» Text segment
>>>


    One of the students of one of the famous German theologians did a thesis on this neo-Platonic origin of transsubstantiation in the early 1960s, if I recall correctly, I could come up with the reference if anyone wanted it.

  5.   Ralph Williams Says:

    I would direct your attention to a word invented by Joseph Campbell (the rhetorician and student of myth, not the Campbell of restoration history). Campbell used the term “consubstantiation,” as a way of explaining his notion of “identification.” Consubstantiation describes what happens as we identify with characters in narrative (myth) and we become one with them; so we act out their story within ourselves in some way. Campbell describes consubstantiation and identification as powerful means of persuasion.

    When we take Christ’s body and blood into our own body, we take his death into our self as well (“proclaiming his death until he comes”) and in a sense we re-enact dieing and being buried with him. At the same time, we are taking in true nourishment; for his flesh is real food and his blood is real drink. So we are made alive in his resurrection.

<<<

» Work task
Repeat the passage of the comments on transubstantiation from "One of the students" to "anyone wanted it.", word for word.

» Records shown
>>>

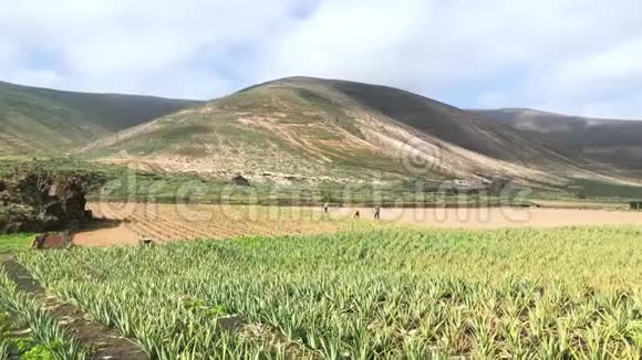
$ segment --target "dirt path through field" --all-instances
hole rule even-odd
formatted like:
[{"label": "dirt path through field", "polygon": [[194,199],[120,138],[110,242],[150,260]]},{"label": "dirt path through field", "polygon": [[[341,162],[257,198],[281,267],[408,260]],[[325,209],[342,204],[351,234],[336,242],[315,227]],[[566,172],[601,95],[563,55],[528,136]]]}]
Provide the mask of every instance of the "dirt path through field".
[{"label": "dirt path through field", "polygon": [[[334,209],[334,219],[349,219],[358,209]],[[359,209],[362,219],[373,219],[373,209]],[[642,212],[538,209],[382,209],[383,221],[446,229],[561,227],[581,225],[642,225]]]},{"label": "dirt path through field", "polygon": [[12,256],[1,256],[0,264],[18,285],[18,289],[33,296],[59,322],[65,324],[80,343],[86,349],[95,349],[93,359],[144,360],[149,357],[133,340],[123,337],[116,329],[90,321],[75,306],[46,296],[44,288],[29,271]]}]

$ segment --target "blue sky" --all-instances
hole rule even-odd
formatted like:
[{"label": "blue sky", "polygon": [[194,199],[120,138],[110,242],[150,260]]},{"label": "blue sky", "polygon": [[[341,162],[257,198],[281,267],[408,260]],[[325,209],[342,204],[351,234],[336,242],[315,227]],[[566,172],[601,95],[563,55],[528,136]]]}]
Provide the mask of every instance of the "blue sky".
[{"label": "blue sky", "polygon": [[293,75],[642,119],[639,0],[0,0],[0,80],[214,98]]}]

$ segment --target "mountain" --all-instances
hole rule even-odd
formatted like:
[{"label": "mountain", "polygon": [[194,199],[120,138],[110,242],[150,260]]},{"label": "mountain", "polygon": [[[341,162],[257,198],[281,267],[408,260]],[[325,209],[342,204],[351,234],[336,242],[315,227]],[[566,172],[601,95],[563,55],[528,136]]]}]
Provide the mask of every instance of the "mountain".
[{"label": "mountain", "polygon": [[198,104],[118,94],[85,94],[0,82],[0,151],[68,151],[115,131]]},{"label": "mountain", "polygon": [[475,113],[545,144],[584,168],[642,174],[642,121],[518,108]]},{"label": "mountain", "polygon": [[255,177],[607,178],[485,116],[397,88],[311,77],[251,86],[82,152],[169,171]]}]

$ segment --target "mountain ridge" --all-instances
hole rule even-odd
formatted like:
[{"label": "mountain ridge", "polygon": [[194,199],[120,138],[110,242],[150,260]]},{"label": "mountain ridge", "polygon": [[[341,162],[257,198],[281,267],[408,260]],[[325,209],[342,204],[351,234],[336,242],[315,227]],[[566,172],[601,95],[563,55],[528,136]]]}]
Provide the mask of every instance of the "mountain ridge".
[{"label": "mountain ridge", "polygon": [[0,150],[4,155],[65,152],[196,104],[199,103],[0,82]]},{"label": "mountain ridge", "polygon": [[[304,76],[246,87],[82,151],[172,171],[476,179],[504,173],[546,182],[604,177],[486,116],[390,86]],[[283,160],[280,168],[266,159],[270,151]],[[423,163],[423,173],[415,173],[413,161]]]}]

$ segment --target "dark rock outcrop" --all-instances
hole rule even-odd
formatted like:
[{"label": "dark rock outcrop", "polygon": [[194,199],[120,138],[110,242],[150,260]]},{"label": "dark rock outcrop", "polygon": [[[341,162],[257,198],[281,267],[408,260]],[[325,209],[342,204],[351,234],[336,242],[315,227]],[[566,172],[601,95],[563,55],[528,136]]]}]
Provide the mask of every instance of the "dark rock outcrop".
[{"label": "dark rock outcrop", "polygon": [[100,182],[91,173],[39,169],[0,179],[0,233],[73,231],[84,225],[85,194]]},{"label": "dark rock outcrop", "polygon": [[244,178],[241,174],[237,174],[236,177],[234,177],[231,179],[231,183],[234,183],[235,186],[238,187],[249,187],[250,186],[250,181],[246,178]]}]

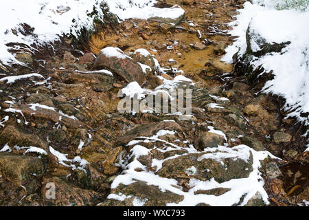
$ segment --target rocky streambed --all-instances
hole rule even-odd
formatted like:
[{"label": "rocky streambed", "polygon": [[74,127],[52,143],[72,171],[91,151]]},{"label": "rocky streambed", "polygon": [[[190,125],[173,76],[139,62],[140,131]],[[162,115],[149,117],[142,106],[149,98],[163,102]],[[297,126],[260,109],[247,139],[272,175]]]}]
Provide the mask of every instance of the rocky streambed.
[{"label": "rocky streambed", "polygon": [[[0,75],[0,205],[304,205],[302,126],[220,61],[242,3],[159,1],[185,15],[15,51],[26,65]],[[190,114],[119,111],[125,96],[179,89]]]}]

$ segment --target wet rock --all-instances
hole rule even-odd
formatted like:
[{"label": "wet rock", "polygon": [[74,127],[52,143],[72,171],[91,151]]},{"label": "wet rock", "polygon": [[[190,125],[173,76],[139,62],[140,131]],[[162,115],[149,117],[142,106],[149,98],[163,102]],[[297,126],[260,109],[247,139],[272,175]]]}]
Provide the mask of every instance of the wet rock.
[{"label": "wet rock", "polygon": [[159,44],[156,45],[155,47],[158,50],[165,50],[165,49],[166,49],[167,45],[165,44],[159,43]]},{"label": "wet rock", "polygon": [[60,144],[65,144],[69,141],[67,133],[62,129],[52,131],[49,133],[49,137],[51,140]]},{"label": "wet rock", "polygon": [[250,88],[250,87],[243,82],[234,82],[234,83],[233,83],[233,89],[235,90],[247,90],[249,88]]},{"label": "wet rock", "polygon": [[229,114],[227,116],[224,118],[227,122],[231,124],[238,127],[242,131],[246,130],[246,124],[244,122],[242,119],[236,114]]},{"label": "wet rock", "polygon": [[131,30],[134,27],[134,22],[133,21],[126,20],[122,23],[122,25],[126,28],[126,30]]},{"label": "wet rock", "polygon": [[64,113],[69,116],[74,116],[78,111],[71,104],[61,104],[57,106]]},{"label": "wet rock", "polygon": [[[65,125],[69,128],[79,128],[86,126],[83,123],[77,120],[63,116],[59,113],[45,109],[36,108],[36,111],[29,108],[28,105],[21,104],[19,107],[13,107],[16,110],[22,111],[23,114],[26,117],[32,117],[36,119],[43,119],[52,121],[54,122],[60,122],[62,125]],[[61,121],[59,121],[59,117],[61,116]]]},{"label": "wet rock", "polygon": [[92,53],[86,53],[78,60],[79,64],[85,64],[87,63],[93,63],[95,56]]},{"label": "wet rock", "polygon": [[118,157],[118,155],[122,153],[122,147],[118,146],[111,150],[108,152],[106,159],[102,162],[102,166],[103,167],[104,173],[108,175],[113,175],[119,170],[119,166],[117,166],[115,164]]},{"label": "wet rock", "polygon": [[46,94],[32,94],[27,98],[28,103],[40,103],[51,98],[50,96]]},{"label": "wet rock", "polygon": [[227,44],[225,42],[219,42],[219,43],[218,43],[214,49],[214,52],[216,54],[225,54],[225,47],[227,47]]},{"label": "wet rock", "polygon": [[123,201],[113,199],[108,199],[102,206],[133,206],[134,200],[144,203],[144,206],[164,206],[168,203],[179,203],[183,199],[183,195],[165,190],[162,192],[157,186],[148,185],[146,182],[137,181],[128,186],[119,185],[115,189],[112,189],[111,194],[122,193],[126,195]]},{"label": "wet rock", "polygon": [[[179,6],[174,6],[171,8],[180,8]],[[148,19],[148,21],[159,23],[174,23],[175,25],[179,25],[184,19],[185,13],[183,10],[183,13],[180,14],[178,17],[168,18],[168,17],[160,17],[160,16],[153,16]]]},{"label": "wet rock", "polygon": [[82,106],[86,106],[86,104],[87,104],[87,102],[88,102],[88,100],[87,100],[87,98],[85,98],[85,97],[80,98],[80,104]]},{"label": "wet rock", "polygon": [[240,140],[242,144],[247,145],[257,151],[265,150],[263,143],[255,138],[244,136],[240,138]]},{"label": "wet rock", "polygon": [[265,165],[264,169],[267,175],[271,178],[276,178],[282,175],[278,166],[274,162],[267,163]]},{"label": "wet rock", "polygon": [[17,54],[15,58],[17,60],[27,65],[32,65],[33,63],[32,56],[30,54],[27,53]]},{"label": "wet rock", "polygon": [[244,206],[265,206],[261,193],[257,192]]},{"label": "wet rock", "polygon": [[297,153],[298,152],[295,150],[290,149],[287,151],[284,151],[283,155],[286,157],[294,158],[297,155]]},{"label": "wet rock", "polygon": [[194,192],[194,195],[206,194],[206,195],[213,195],[214,196],[218,197],[230,190],[231,189],[227,188],[216,188],[212,190],[198,190]]},{"label": "wet rock", "polygon": [[0,173],[16,186],[43,174],[45,169],[38,157],[0,152]]},{"label": "wet rock", "polygon": [[128,142],[138,137],[151,137],[161,130],[182,131],[181,126],[175,122],[159,122],[140,125],[128,131],[124,137],[120,138],[117,142],[126,144]]},{"label": "wet rock", "polygon": [[75,146],[79,145],[80,141],[87,143],[88,140],[88,131],[85,129],[77,129],[71,138],[71,144]]},{"label": "wet rock", "polygon": [[[220,153],[220,151],[216,151]],[[194,178],[202,181],[211,178],[219,183],[231,179],[247,178],[252,171],[253,157],[250,153],[247,161],[237,157],[212,159],[208,153],[190,153],[174,159],[166,160],[157,174],[166,178],[180,177],[180,173],[194,166],[196,171]],[[207,157],[209,155],[209,157]]]},{"label": "wet rock", "polygon": [[119,48],[106,47],[102,50],[98,55],[93,67],[97,69],[107,68],[127,82],[137,81],[141,85],[146,81],[138,63],[124,55]]},{"label": "wet rock", "polygon": [[[289,41],[283,42],[280,44],[276,43],[270,43],[255,32],[254,29],[251,28],[250,24],[246,32],[246,39],[248,54],[255,56],[264,56],[271,52],[279,53],[283,48],[290,43]],[[254,48],[251,45],[255,45]]]},{"label": "wet rock", "polygon": [[[54,184],[56,188],[55,199],[47,199],[46,195],[52,196],[48,191]],[[95,206],[103,200],[100,193],[81,189],[57,177],[45,177],[43,179],[41,197],[44,206]],[[48,184],[48,185],[47,185]]]},{"label": "wet rock", "polygon": [[275,132],[273,134],[273,142],[276,144],[287,143],[290,142],[292,136],[284,132]]},{"label": "wet rock", "polygon": [[10,146],[36,146],[49,151],[48,143],[38,135],[15,126],[8,126],[0,134],[0,143]]},{"label": "wet rock", "polygon": [[161,23],[160,25],[160,31],[163,34],[166,34],[168,32],[172,32],[174,30],[174,29],[175,26],[171,23]]},{"label": "wet rock", "polygon": [[201,50],[206,48],[206,45],[202,43],[196,42],[193,47],[196,50]]},{"label": "wet rock", "polygon": [[63,54],[63,61],[67,63],[74,63],[76,61],[76,58],[70,52],[66,52]]},{"label": "wet rock", "polygon": [[152,72],[154,70],[154,60],[148,50],[144,49],[135,50],[132,54],[132,58],[140,63],[148,65]]},{"label": "wet rock", "polygon": [[244,113],[249,116],[258,116],[259,113],[260,105],[248,104],[244,109]]},{"label": "wet rock", "polygon": [[198,136],[196,146],[198,149],[203,150],[207,147],[218,147],[222,145],[225,138],[211,132],[204,132]]}]

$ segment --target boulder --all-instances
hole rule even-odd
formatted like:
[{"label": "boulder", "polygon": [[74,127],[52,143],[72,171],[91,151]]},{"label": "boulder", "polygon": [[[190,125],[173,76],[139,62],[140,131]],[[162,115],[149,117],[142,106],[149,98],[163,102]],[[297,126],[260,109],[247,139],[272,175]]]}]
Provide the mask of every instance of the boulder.
[{"label": "boulder", "polygon": [[101,50],[93,67],[97,69],[107,68],[127,82],[136,81],[141,85],[146,81],[140,65],[117,47],[108,47]]},{"label": "boulder", "polygon": [[247,145],[257,151],[265,151],[263,143],[253,137],[244,136],[240,138],[242,144]]},{"label": "boulder", "polygon": [[10,146],[36,146],[49,152],[49,144],[38,135],[16,126],[8,126],[0,134],[0,144]]},{"label": "boulder", "polygon": [[[103,200],[103,196],[97,192],[80,188],[74,184],[57,177],[45,177],[43,179],[41,197],[43,204],[47,206],[95,206]],[[50,192],[55,186],[54,199]]]},{"label": "boulder", "polygon": [[135,202],[144,204],[144,206],[165,206],[168,203],[179,203],[183,199],[183,195],[165,190],[162,192],[157,186],[148,185],[141,181],[125,186],[120,184],[111,191],[112,195],[126,196],[123,201],[109,199],[101,206],[133,206]]},{"label": "boulder", "polygon": [[223,136],[211,132],[204,132],[198,136],[195,146],[198,149],[203,150],[207,147],[218,147],[218,145],[222,145],[224,142]]},{"label": "boulder", "polygon": [[43,175],[45,169],[40,158],[0,152],[0,174],[16,186]]},{"label": "boulder", "polygon": [[290,142],[292,136],[284,132],[275,132],[273,134],[273,142],[276,144],[288,143]]},{"label": "boulder", "polygon": [[[253,156],[251,152],[247,152],[248,150],[244,151],[250,155],[247,160],[235,157],[232,155],[231,157],[218,160],[213,153],[207,152],[181,155],[165,161],[157,174],[163,177],[176,179],[180,173],[194,166],[196,172],[192,174],[193,177],[201,181],[214,178],[216,182],[222,183],[232,179],[247,178],[253,170]],[[221,151],[216,153],[220,155]]]}]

<<<

» The answer
One of the students of one of the famous German theologians did a thesis on this neo-Platonic origin of transsubstantiation in the early 1960s, if I recall correctly, I could come up with the reference if anyone wanted it.